AIM:
Copy every record below line for line, changing nothing.

DATA EXTRACT:
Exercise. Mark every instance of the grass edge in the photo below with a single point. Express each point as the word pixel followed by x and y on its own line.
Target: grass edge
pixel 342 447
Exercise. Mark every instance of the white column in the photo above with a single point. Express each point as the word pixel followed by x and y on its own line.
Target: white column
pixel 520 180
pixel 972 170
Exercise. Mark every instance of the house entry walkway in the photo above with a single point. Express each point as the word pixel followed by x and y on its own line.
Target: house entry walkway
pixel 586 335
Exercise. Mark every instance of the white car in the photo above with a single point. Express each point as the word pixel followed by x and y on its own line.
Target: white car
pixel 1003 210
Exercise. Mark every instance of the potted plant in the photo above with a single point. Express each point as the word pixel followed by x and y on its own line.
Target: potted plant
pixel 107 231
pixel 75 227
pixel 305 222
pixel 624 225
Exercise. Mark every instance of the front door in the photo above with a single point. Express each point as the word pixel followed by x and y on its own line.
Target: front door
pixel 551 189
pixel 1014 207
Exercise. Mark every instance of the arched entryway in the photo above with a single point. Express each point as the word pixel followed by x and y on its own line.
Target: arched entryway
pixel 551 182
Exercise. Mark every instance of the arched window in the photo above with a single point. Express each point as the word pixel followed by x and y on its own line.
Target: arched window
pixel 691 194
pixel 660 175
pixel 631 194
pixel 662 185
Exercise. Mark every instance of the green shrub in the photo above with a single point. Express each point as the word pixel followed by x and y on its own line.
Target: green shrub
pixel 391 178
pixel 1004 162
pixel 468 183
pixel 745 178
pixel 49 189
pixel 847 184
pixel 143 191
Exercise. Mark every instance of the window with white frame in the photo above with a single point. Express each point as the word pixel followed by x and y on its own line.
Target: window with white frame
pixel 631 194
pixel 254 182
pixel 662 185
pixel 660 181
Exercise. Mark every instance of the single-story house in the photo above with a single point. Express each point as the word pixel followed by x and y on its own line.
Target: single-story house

ANSWER TO THIS TASK:
Exercise. Mark every instance of the grass edge in the photo below with a single point. Express each point as the word pixel followed by x and y on its own line.
Target: grass edge
pixel 342 447
Exercise. Mark every instance of the white column in the photo above with a single point. Express each point as the word pixel followed by x and y on its own line.
Target: white column
pixel 520 180
pixel 972 170
Exercise. Mark every instance of the house entry walkway in the photo above with a single point. Express each point as the word pixel followed by x and y on its own line.
Target: house entry walkway
pixel 586 335
Exercise. Mark every instance of the white car in the photo above with a single point. Express each point as the word pixel followed by x and y on its own line.
Target: white car
pixel 1003 210
Exercise. Mark every instance of the potted plant in the photo above with a single point. Express each point as the word pixel followed by x and y on its own line.
Target: potted plant
pixel 107 231
pixel 75 227
pixel 305 222
pixel 624 225
Exercise. Mark every instance of the front door in the photo above with a single point. Express each point as the word pixel followed by x and y on its own line.
Target: front door
pixel 551 189
pixel 1014 207
Exercise. Mark every instance of the arched entryway in the photo above with a single point. Express each point as the word pixel followed by x and y on its own line.
Target: arched entryway
pixel 551 182
Exercise. Mark every instance of the arched window in the photo above with a single point. Express each point as the word pixel followed by x and y on its own line.
Target: arched window
pixel 691 194
pixel 660 175
pixel 631 194
pixel 662 185
Exercise. Mark every instance of the green shrub in the photo above with a single point. Express each point as the word pixel followed by x and y on its own line.
Target: green shrub
pixel 391 178
pixel 1004 162
pixel 468 183
pixel 745 178
pixel 49 189
pixel 847 184
pixel 143 191
Exercise. Mark every instance of the window with white frame in the photo above with a single point. Express each point as the word pixel followed by x and y on its own line.
Target: window with white frame
pixel 631 194
pixel 254 182
pixel 662 185
pixel 660 181
Exercise. Mark every instance of the single-story house in the photo above with a single point. Express each point as the word pixel followed by x and y on its own line.
Target: single-story house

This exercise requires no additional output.